Please copy the lines below exactly as they appear.

### EXTRACTED DATA
----------------
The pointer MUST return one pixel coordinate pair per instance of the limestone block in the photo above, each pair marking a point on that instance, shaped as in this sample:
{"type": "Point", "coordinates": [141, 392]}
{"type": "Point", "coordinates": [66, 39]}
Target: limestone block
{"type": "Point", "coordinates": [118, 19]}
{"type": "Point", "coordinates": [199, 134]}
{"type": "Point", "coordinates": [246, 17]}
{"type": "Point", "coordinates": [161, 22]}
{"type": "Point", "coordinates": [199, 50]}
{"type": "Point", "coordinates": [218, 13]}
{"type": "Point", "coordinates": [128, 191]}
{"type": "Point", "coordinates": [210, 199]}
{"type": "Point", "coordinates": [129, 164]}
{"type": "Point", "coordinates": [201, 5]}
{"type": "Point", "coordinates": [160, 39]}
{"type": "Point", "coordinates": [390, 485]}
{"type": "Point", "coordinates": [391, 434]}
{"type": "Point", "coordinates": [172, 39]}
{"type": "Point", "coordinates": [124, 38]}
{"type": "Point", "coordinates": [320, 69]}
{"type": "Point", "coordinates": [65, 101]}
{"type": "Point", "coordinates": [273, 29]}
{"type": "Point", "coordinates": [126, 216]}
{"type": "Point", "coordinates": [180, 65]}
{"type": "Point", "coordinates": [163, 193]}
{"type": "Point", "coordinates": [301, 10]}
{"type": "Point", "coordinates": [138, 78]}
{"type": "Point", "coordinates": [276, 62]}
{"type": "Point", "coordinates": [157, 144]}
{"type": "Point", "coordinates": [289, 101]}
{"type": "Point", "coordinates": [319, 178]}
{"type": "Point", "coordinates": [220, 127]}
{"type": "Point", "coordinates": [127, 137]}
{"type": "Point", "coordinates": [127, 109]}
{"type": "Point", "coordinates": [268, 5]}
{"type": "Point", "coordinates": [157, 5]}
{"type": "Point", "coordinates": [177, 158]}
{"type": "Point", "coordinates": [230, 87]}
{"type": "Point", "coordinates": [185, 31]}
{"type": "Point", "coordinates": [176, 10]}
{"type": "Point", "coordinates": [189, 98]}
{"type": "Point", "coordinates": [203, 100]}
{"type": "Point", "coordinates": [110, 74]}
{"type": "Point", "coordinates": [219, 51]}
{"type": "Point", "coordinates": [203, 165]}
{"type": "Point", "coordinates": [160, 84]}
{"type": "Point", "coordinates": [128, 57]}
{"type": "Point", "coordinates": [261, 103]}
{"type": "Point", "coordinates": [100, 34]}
----------------
### IN RESPONSE
The pointer MUST return one pixel coordinate pair per instance of the limestone block in the photo above, each pair marking a point on that instance, shaped as in this sample:
{"type": "Point", "coordinates": [141, 392]}
{"type": "Point", "coordinates": [66, 39]}
Target: limestone block
{"type": "Point", "coordinates": [118, 19]}
{"type": "Point", "coordinates": [199, 134]}
{"type": "Point", "coordinates": [246, 17]}
{"type": "Point", "coordinates": [161, 22]}
{"type": "Point", "coordinates": [199, 50]}
{"type": "Point", "coordinates": [218, 13]}
{"type": "Point", "coordinates": [128, 191]}
{"type": "Point", "coordinates": [210, 199]}
{"type": "Point", "coordinates": [129, 164]}
{"type": "Point", "coordinates": [201, 5]}
{"type": "Point", "coordinates": [160, 39]}
{"type": "Point", "coordinates": [390, 485]}
{"type": "Point", "coordinates": [391, 434]}
{"type": "Point", "coordinates": [172, 39]}
{"type": "Point", "coordinates": [124, 38]}
{"type": "Point", "coordinates": [320, 69]}
{"type": "Point", "coordinates": [65, 101]}
{"type": "Point", "coordinates": [273, 29]}
{"type": "Point", "coordinates": [126, 216]}
{"type": "Point", "coordinates": [180, 65]}
{"type": "Point", "coordinates": [163, 193]}
{"type": "Point", "coordinates": [301, 10]}
{"type": "Point", "coordinates": [138, 78]}
{"type": "Point", "coordinates": [276, 62]}
{"type": "Point", "coordinates": [157, 144]}
{"type": "Point", "coordinates": [289, 101]}
{"type": "Point", "coordinates": [319, 178]}
{"type": "Point", "coordinates": [220, 127]}
{"type": "Point", "coordinates": [127, 137]}
{"type": "Point", "coordinates": [127, 109]}
{"type": "Point", "coordinates": [268, 5]}
{"type": "Point", "coordinates": [157, 5]}
{"type": "Point", "coordinates": [177, 158]}
{"type": "Point", "coordinates": [230, 87]}
{"type": "Point", "coordinates": [185, 31]}
{"type": "Point", "coordinates": [176, 10]}
{"type": "Point", "coordinates": [189, 98]}
{"type": "Point", "coordinates": [203, 100]}
{"type": "Point", "coordinates": [110, 74]}
{"type": "Point", "coordinates": [219, 51]}
{"type": "Point", "coordinates": [203, 165]}
{"type": "Point", "coordinates": [160, 84]}
{"type": "Point", "coordinates": [128, 57]}
{"type": "Point", "coordinates": [261, 103]}
{"type": "Point", "coordinates": [100, 34]}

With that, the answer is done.